**PROBLEM STATEMENT**
Exactly as it appears, restate the whole listing.

- Opening Delimiter -

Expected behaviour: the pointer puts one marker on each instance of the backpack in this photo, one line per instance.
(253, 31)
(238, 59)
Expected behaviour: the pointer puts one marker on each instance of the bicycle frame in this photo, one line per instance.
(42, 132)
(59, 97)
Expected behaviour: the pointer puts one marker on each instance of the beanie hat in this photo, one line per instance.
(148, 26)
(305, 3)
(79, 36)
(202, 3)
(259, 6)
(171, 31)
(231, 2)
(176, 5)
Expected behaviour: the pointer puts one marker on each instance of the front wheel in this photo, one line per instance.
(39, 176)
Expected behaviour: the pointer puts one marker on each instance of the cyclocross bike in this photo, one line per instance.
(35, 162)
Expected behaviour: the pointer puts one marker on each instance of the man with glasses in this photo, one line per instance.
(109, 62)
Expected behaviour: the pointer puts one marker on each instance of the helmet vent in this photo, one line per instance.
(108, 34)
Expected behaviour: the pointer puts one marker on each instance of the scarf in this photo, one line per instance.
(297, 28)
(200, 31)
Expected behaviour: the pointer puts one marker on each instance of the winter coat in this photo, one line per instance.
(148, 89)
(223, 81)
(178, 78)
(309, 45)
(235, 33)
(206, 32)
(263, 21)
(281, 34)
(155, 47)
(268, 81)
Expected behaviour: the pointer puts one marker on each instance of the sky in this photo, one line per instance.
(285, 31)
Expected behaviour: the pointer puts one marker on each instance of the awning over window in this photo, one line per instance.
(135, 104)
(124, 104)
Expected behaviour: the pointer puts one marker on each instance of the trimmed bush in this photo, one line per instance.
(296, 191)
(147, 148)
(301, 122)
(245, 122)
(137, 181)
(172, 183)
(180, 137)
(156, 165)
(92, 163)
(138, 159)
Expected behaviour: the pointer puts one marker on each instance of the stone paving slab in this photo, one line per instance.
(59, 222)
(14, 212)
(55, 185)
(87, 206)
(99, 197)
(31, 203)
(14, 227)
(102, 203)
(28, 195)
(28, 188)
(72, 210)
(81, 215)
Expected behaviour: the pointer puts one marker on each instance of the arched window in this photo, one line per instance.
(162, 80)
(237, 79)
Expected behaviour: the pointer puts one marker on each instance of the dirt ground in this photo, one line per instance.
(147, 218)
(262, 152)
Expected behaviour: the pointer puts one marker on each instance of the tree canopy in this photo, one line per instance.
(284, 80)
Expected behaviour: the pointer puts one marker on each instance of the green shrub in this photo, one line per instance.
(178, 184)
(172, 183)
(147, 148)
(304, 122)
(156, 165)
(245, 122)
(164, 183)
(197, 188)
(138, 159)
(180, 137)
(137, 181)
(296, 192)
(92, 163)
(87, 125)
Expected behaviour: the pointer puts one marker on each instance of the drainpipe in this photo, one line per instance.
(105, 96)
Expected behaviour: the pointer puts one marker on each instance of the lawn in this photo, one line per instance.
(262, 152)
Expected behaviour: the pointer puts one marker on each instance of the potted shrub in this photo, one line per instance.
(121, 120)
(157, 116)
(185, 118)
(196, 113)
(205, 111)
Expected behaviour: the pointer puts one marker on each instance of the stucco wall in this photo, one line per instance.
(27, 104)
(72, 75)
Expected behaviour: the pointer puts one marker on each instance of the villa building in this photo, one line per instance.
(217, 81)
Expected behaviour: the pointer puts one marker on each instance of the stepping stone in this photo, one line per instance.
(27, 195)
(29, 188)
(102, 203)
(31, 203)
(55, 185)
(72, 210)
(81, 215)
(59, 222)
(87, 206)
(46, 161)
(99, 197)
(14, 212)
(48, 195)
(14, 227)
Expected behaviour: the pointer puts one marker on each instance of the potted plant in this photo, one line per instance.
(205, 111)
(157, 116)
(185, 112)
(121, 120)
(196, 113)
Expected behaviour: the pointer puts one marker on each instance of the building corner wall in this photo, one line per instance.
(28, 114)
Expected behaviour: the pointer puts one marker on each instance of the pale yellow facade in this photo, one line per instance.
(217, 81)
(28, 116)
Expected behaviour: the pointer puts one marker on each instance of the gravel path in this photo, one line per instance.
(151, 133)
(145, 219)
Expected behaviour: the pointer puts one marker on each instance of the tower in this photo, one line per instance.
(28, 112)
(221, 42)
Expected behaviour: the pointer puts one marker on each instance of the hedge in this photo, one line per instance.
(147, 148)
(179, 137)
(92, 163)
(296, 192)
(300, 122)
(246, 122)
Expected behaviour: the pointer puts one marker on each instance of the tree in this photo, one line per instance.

- Closing Delimiter -

**REPLY**
Expected behaviour: the pointer puts one marker on each instance of the backpack in this photo, one line per instance.
(253, 31)
(238, 59)
Expected behaviour: the pointer puts one marker on each instance of the bicycle frame in this photo, one line per instance.
(42, 132)
(59, 97)
Expected behaviour: the pointer puts one marker on each instance of the beanie hat in this photo, one line per instance.
(148, 26)
(305, 3)
(79, 36)
(202, 3)
(259, 6)
(171, 31)
(231, 2)
(176, 5)
Expected behaviour: the pointer puts one marker on each instance of the front wheel in this photo, one line per instance.
(39, 176)
Expected behaviour: the pointer puts one marker on each instance of the cyclocross bike in this photo, one line per instance.
(35, 162)
Expected behaviour: the pointer puts one marker on each instance of the man with glasses in this photo, one line per instance.
(109, 62)
Expected behaviour: the pointer puts one marker on each instance of the helmet vent in this photo, one line per instance.
(108, 34)
Expected behaviour: the pointer puts one marker on each instance of the scarf in this photo, one line per instance.
(297, 28)
(200, 31)
Expected behaviour: the pointer puts one marker on each instance of the winter coat in this photo, one line per instance.
(148, 89)
(223, 81)
(178, 78)
(309, 45)
(235, 33)
(206, 32)
(263, 21)
(281, 34)
(155, 47)
(268, 81)
Expected behaviour: the pointer puts one marker on each instance of the sky in this photo, one line per instance.
(285, 31)
Expected behaviour: the pointer puts one marker on each instance of the awning over window in this photo, one line per instance.
(135, 104)
(124, 104)
Expected behaviour: the pointer puts one marker on each instance of the trimmed bush in this photo, one line per instance.
(296, 191)
(147, 148)
(301, 122)
(245, 122)
(137, 181)
(172, 183)
(180, 137)
(156, 165)
(92, 163)
(138, 159)
Expected behaviour: the pointer puts one marker on each instance of the stone paving slab in this photo, one line per instance.
(59, 222)
(14, 212)
(55, 185)
(87, 206)
(99, 197)
(31, 203)
(14, 227)
(102, 203)
(28, 195)
(28, 188)
(72, 210)
(81, 215)
Expected behaviour: the pointer puts one marker on each instance of the arched window in this photo, one line per instance.
(162, 80)
(237, 79)
Expected behaviour: the pointer puts one marker on each instance of the dirt ground in this photo, one line per instance.
(147, 218)
(262, 152)
Expected behaviour: the pointer puts one marker on each instance of the tree canopy in this photo, one line per instance.
(284, 80)
Expected behaviour: the pointer puts one marker on each instance of the green shrub in this photo, one line per instance.
(178, 184)
(172, 183)
(147, 148)
(304, 122)
(156, 165)
(245, 122)
(164, 183)
(197, 188)
(138, 159)
(180, 137)
(137, 181)
(296, 192)
(92, 163)
(87, 125)
Expected behaviour: the pointer puts one marker on each instance of the drainpipe in this photo, one line per instance.
(105, 96)
Expected behaviour: the pointer puts one marker on each instance of the lawn in this photo, one line per instance.
(262, 152)
Expected behaviour: the pointer puts one marker on each instance of the potted shrub in this photo, one line per instance.
(121, 120)
(157, 116)
(185, 118)
(196, 113)
(205, 111)
Expected behaviour: the pointer puts one marker on each instance of the stucco wall in this photo, one line per instance.
(27, 104)
(72, 75)
Expected behaviour: the pointer puts one marker on each instance of the villa building in this photo, one line per instance.
(217, 81)
Expected behaviour: the pointer puts one marker on each instance of the stepping stone in this photo, one line per instance.
(27, 195)
(29, 188)
(102, 203)
(31, 203)
(55, 185)
(72, 210)
(81, 215)
(59, 222)
(87, 206)
(46, 161)
(99, 197)
(14, 212)
(48, 195)
(14, 227)
Expected behaviour: the pointer puts one marker on each instance of the potted plant in this photo, one line per instance.
(205, 111)
(157, 116)
(185, 112)
(121, 120)
(196, 113)
Expected behaviour: the pointer puts one marker on each instance of the building corner wall in this photo, one line per instance.
(28, 114)
Expected behaviour: the pointer puts one marker on each instance of the pale yellow facade in this photo, one line per instance.
(217, 81)
(28, 116)
Expected behaviour: the pointer puts one marker on each instance of the gravel path in this photo, one line per instance.
(151, 133)
(145, 219)
Expected behaviour: the pointer puts one marker on each instance of the tower in this photo, one line per instance.
(28, 112)
(221, 42)
Expected behaviour: the pointer puts one marker on each instance of the hedge in this photo, one line per instance.
(147, 148)
(179, 137)
(92, 163)
(296, 192)
(300, 122)
(246, 122)
Expected behaviour: the pointer puts one marker on each instance of the tree in this photo, one line per instance.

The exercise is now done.